> Consigne
Selon l'extrait sur les traités, pourquoi, pour certains autochtones des Prairies, les traités semblent-ils offrir une voie vers l'adaptation ? Répondez en une à trois phrases.

> Extrait à lire
************

Les Ojibwés, les Cris et les Assiniboines qui ont à décider s'ils s'engagent ou non dans ces ententes avec la Couronne font bien souvent face à un avenir qui leur offre bien peu de choix. En général, on leur explique clairement que les nouveaux arrivants non autochtones prendront bientôt possession de leurs territoires, que des traités soient conclus ou non. Ils ont donc une alternative : combattre afin de résiter à l'incursion des étrangers, peut-être sans succès, ou accepter une quelconque assistance gouvernementale qui leur permettra de s'adapter aux énormes changements qui vont sûrement s'abattre sur leur territoire. Pour les autochtones des Prairies, l'extinction des grands troupeaux nourriciers de bisons annonce un avenir particulièrement sombre. Par conséquent, pour certains, les traités semblent offrir une voie vers l'adaptation à un moment où toutes les autres avenues de survie sont bloquées.

 

Tous les groupes indiens ne croient pas, cependant, qu'il est dans leur meilleur intérêt de s'engager par traité avec la Couronne. Et parmi ceux qui favorisent les traités, de sérieux désaccords subsistent quant aux demandes à présenter au jeune gouvernement du Dominion. En général, les négociateurs de la Couronne traitent d'abord avec les chefs des factions indiennes les plus désireuses d'obtenir des paiements pour leur terre. La stratégie consiste donc à isoler graduellement les groupes les plus conservateurs, qui finiront par accepter les conditions des traités, une fois qu'on leur aura fait voir clairement que les conséquences qui les attendent sont inévitables.

 

Ces tactiques dominent particulièrement les négociations que mène Alexander Morris dans le but d'obtenir, pour la Couronne, le territoire visé par le Traité n° 3. En tentant de recourir à la même tactique en 1876, lorsque la rivière Saskatchewan Nord devient le site le plus important des projets d'entente du Dominion, Morris doit affronter une résistance particulièrement intransigeante.

************

> Données
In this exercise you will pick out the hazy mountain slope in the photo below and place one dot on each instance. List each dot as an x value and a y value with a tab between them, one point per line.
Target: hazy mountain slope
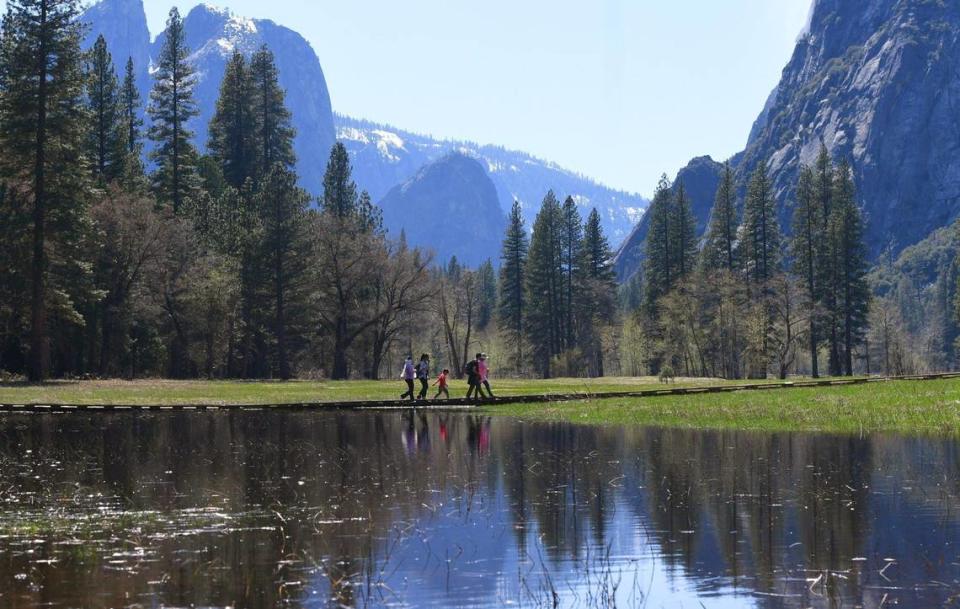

************

> Réponse
On leur explique clairement que les nouveaux arrivants non autochtones prendront bientôt possession de leurs territoires, que des traités soient conclus ou non. De plus, l'extinction des grands troupeaux nourriciers de bisons leur annonce un avenir particulièrement sombre. Les traités apparaissent donc comme une voie d'adaptation à un moment où toutes les autres avenues de survie sont bloquées.